■ **WHAT YOU ARE ASKED TO DO**: Could you transcribe exactly the lines from the one containing "Could you indicate the concrete walkway" through the last line of the records below, leaving out the pictures?

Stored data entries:
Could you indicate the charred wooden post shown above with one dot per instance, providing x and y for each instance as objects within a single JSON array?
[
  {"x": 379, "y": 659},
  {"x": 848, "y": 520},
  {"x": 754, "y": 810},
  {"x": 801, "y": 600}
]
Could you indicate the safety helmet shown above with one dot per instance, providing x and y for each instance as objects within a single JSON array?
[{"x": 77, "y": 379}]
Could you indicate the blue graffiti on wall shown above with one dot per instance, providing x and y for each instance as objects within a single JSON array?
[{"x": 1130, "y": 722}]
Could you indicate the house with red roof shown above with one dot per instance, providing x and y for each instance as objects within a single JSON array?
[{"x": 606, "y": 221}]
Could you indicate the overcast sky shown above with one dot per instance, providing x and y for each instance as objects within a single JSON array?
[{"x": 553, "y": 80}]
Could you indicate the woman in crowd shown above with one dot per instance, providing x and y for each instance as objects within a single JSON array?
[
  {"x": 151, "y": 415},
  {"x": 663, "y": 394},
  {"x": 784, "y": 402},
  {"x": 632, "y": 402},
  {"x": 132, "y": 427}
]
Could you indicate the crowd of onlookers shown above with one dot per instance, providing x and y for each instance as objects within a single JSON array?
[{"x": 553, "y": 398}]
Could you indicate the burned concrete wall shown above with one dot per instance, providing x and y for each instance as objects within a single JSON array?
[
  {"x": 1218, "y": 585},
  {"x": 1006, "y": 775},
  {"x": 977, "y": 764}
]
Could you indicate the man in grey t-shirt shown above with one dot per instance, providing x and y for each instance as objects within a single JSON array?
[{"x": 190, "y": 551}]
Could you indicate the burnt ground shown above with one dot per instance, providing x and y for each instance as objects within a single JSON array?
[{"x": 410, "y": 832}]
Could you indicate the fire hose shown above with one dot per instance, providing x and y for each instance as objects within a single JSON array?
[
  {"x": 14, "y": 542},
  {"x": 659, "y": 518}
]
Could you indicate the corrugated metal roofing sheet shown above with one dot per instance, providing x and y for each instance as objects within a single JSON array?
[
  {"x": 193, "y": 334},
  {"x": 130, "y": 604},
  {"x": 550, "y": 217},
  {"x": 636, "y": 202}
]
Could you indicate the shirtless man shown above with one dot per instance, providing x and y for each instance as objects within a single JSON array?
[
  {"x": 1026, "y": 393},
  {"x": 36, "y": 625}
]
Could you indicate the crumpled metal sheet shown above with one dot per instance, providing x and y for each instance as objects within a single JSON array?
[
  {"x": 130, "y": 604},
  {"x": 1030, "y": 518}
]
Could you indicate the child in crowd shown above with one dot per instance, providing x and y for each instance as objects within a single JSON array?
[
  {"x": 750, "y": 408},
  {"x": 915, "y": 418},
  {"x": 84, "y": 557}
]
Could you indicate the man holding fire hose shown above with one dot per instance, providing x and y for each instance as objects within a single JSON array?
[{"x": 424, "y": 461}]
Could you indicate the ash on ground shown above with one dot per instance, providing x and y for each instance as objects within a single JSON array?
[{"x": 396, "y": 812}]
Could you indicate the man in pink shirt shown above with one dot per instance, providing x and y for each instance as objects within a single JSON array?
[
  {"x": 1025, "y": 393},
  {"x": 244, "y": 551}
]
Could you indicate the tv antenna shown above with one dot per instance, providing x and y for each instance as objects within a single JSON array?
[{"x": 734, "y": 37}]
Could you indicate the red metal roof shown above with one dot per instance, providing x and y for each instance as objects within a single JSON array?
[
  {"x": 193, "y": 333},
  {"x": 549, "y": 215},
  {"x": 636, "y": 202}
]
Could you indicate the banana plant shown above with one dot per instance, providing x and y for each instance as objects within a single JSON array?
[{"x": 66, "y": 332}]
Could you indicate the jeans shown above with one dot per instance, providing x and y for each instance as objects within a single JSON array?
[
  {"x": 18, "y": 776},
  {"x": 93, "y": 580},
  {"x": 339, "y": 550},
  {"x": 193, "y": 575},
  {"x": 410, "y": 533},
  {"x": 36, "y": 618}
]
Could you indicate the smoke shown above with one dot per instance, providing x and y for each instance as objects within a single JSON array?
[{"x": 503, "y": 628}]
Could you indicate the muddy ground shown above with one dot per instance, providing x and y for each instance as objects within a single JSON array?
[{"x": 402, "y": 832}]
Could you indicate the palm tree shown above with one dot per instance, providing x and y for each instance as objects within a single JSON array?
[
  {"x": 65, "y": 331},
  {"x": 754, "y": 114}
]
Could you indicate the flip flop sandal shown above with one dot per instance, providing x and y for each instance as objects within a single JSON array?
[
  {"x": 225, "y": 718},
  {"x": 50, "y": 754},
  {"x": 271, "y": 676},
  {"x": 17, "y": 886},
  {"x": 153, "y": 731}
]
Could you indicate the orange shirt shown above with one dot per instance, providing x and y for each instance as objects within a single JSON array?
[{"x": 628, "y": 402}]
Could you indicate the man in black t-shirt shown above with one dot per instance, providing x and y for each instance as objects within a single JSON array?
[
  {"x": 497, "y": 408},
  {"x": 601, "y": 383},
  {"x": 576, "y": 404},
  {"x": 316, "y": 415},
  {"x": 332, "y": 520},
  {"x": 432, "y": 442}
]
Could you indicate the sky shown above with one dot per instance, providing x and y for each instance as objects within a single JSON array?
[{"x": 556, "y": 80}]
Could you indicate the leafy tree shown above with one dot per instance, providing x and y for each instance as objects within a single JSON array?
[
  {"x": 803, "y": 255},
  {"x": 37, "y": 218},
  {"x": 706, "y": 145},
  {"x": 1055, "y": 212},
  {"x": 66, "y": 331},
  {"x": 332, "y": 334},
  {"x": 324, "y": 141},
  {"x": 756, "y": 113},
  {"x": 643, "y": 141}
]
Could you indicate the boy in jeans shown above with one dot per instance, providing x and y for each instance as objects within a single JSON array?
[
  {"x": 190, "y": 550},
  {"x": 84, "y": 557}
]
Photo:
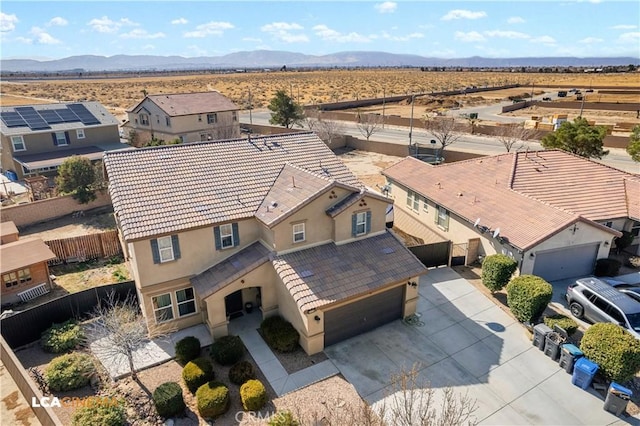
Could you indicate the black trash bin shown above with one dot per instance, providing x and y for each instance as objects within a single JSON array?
[
  {"x": 617, "y": 398},
  {"x": 540, "y": 332}
]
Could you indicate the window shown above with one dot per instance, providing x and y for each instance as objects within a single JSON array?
[
  {"x": 298, "y": 232},
  {"x": 186, "y": 302},
  {"x": 162, "y": 307},
  {"x": 18, "y": 143}
]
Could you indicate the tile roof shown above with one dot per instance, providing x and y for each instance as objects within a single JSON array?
[
  {"x": 191, "y": 103},
  {"x": 328, "y": 273},
  {"x": 165, "y": 189},
  {"x": 230, "y": 269}
]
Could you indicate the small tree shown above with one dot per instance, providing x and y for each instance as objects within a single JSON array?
[
  {"x": 284, "y": 110},
  {"x": 577, "y": 137},
  {"x": 77, "y": 176}
]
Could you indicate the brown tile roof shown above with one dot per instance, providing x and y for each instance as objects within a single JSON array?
[
  {"x": 24, "y": 252},
  {"x": 328, "y": 273},
  {"x": 230, "y": 269},
  {"x": 192, "y": 103},
  {"x": 165, "y": 189}
]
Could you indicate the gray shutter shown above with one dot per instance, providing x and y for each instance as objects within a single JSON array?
[
  {"x": 176, "y": 247},
  {"x": 216, "y": 237},
  {"x": 154, "y": 251}
]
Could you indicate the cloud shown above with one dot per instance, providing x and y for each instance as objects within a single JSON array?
[
  {"x": 143, "y": 34},
  {"x": 471, "y": 36},
  {"x": 328, "y": 34},
  {"x": 386, "y": 7},
  {"x": 210, "y": 28},
  {"x": 463, "y": 14},
  {"x": 7, "y": 22}
]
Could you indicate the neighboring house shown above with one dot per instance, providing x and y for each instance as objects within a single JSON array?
[
  {"x": 190, "y": 117},
  {"x": 278, "y": 222},
  {"x": 24, "y": 268},
  {"x": 554, "y": 212},
  {"x": 36, "y": 139}
]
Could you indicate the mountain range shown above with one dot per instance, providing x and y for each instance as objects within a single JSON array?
[{"x": 278, "y": 59}]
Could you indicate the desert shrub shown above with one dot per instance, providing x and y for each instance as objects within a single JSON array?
[
  {"x": 168, "y": 399},
  {"x": 497, "y": 269},
  {"x": 100, "y": 414},
  {"x": 562, "y": 321},
  {"x": 241, "y": 372},
  {"x": 615, "y": 350},
  {"x": 279, "y": 334},
  {"x": 528, "y": 296},
  {"x": 62, "y": 337},
  {"x": 227, "y": 350},
  {"x": 197, "y": 372},
  {"x": 69, "y": 371},
  {"x": 212, "y": 399},
  {"x": 253, "y": 395},
  {"x": 187, "y": 349}
]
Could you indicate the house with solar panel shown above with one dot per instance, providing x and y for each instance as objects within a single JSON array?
[
  {"x": 189, "y": 117},
  {"x": 36, "y": 139},
  {"x": 272, "y": 225}
]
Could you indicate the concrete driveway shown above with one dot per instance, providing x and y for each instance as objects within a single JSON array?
[{"x": 468, "y": 343}]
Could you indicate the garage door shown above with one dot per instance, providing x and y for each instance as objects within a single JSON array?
[
  {"x": 363, "y": 315},
  {"x": 566, "y": 263}
]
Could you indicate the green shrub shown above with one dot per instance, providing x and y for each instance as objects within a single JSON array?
[
  {"x": 212, "y": 399},
  {"x": 197, "y": 372},
  {"x": 241, "y": 372},
  {"x": 168, "y": 399},
  {"x": 615, "y": 350},
  {"x": 62, "y": 337},
  {"x": 253, "y": 395},
  {"x": 562, "y": 321},
  {"x": 227, "y": 350},
  {"x": 279, "y": 334},
  {"x": 100, "y": 414},
  {"x": 69, "y": 371},
  {"x": 497, "y": 270},
  {"x": 187, "y": 349},
  {"x": 528, "y": 297}
]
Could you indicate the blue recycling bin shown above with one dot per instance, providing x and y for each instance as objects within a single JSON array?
[{"x": 584, "y": 371}]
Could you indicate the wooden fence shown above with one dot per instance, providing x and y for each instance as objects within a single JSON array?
[{"x": 79, "y": 249}]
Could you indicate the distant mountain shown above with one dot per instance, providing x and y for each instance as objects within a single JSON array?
[{"x": 277, "y": 59}]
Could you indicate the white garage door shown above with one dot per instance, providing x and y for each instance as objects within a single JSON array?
[{"x": 566, "y": 263}]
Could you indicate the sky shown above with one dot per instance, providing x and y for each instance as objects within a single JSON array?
[{"x": 443, "y": 29}]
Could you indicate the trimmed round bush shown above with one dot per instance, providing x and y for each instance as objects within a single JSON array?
[
  {"x": 497, "y": 270},
  {"x": 187, "y": 349},
  {"x": 279, "y": 334},
  {"x": 253, "y": 395},
  {"x": 69, "y": 371},
  {"x": 615, "y": 350},
  {"x": 241, "y": 372},
  {"x": 562, "y": 321},
  {"x": 99, "y": 414},
  {"x": 227, "y": 350},
  {"x": 212, "y": 399},
  {"x": 168, "y": 399},
  {"x": 62, "y": 337},
  {"x": 528, "y": 297},
  {"x": 196, "y": 373}
]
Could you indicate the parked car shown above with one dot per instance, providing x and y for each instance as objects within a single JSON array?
[{"x": 598, "y": 301}]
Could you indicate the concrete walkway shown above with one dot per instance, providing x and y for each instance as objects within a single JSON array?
[{"x": 281, "y": 381}]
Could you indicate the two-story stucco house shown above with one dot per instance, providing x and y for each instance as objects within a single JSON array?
[
  {"x": 190, "y": 117},
  {"x": 36, "y": 139},
  {"x": 554, "y": 212},
  {"x": 276, "y": 221}
]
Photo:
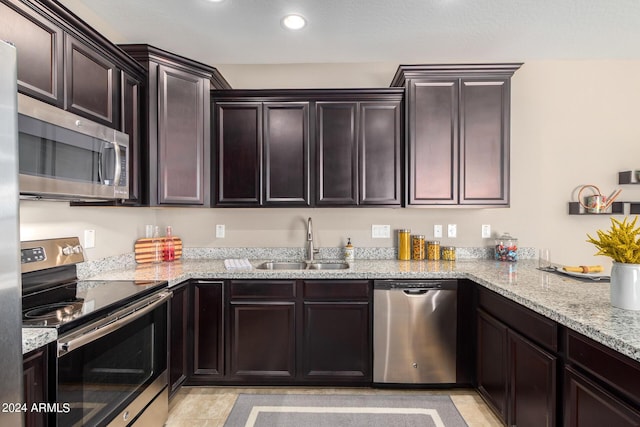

■ **SOLUTION**:
Could you indicate the concrete walkway shown above with one dot per instance, providing x and y for each instance as objects within a single JSON array?
[{"x": 281, "y": 381}]
Could you indicate the two-story stucco house shown above with one dot per instance, providing x and y for each instance as objects within a single JSON array?
[
  {"x": 190, "y": 117},
  {"x": 36, "y": 139},
  {"x": 554, "y": 212},
  {"x": 276, "y": 221}
]
Photo:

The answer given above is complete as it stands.